*Work task*.
When the line with "Please annotate the player in" is found, repeat it and all lines that follow it exactly, stopping at the end of the listing.

*Exercise materials*.
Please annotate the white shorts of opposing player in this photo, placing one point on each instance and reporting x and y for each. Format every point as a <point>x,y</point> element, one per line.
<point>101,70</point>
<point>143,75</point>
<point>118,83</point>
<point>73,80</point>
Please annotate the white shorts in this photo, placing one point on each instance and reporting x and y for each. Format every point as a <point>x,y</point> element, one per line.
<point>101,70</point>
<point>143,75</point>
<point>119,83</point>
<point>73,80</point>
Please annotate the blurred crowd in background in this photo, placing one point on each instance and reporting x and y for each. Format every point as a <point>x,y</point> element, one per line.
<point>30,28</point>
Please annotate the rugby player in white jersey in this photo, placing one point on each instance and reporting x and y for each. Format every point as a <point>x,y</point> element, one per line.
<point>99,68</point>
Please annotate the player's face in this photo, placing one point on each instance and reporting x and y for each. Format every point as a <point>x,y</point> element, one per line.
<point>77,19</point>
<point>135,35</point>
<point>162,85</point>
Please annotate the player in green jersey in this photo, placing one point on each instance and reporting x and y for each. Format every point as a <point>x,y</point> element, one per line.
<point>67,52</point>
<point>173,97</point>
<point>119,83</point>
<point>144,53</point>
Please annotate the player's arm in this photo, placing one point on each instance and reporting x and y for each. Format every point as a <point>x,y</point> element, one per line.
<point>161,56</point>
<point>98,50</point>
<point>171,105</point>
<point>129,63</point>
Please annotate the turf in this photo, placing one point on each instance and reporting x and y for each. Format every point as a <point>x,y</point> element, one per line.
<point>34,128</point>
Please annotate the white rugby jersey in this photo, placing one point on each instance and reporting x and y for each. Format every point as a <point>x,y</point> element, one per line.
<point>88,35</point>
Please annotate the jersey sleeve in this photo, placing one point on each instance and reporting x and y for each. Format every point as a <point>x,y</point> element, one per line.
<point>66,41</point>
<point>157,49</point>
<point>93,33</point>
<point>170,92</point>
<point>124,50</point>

*Task response*.
Please annotate the player in green jersey in this photo, placing one point on each instance and reporting x and y for each. Format every point as a <point>x,y</point> element, one per line.
<point>67,52</point>
<point>173,97</point>
<point>119,83</point>
<point>144,53</point>
Please annotate the player's arm in this photo, placing one point on each instance and reporting x and y for each. Format every point as a <point>x,y</point> element, one per line.
<point>161,56</point>
<point>98,50</point>
<point>171,105</point>
<point>129,63</point>
Please annotate the turf in this photo, placing one point on each instance and reporting x and y for each. Format every point as a <point>x,y</point> element, one per line.
<point>34,128</point>
Please annotate the white rugby jersey in this photo, placing one point on each instance and reporting x and y for each. Format every point as a <point>x,y</point> element, one per line.
<point>88,35</point>
Please annotate the jersey sleeve in this photo, placing one point on each instance and reporting x and y for each. Format every point as a <point>x,y</point> element, one per line.
<point>66,41</point>
<point>157,49</point>
<point>93,33</point>
<point>170,92</point>
<point>124,50</point>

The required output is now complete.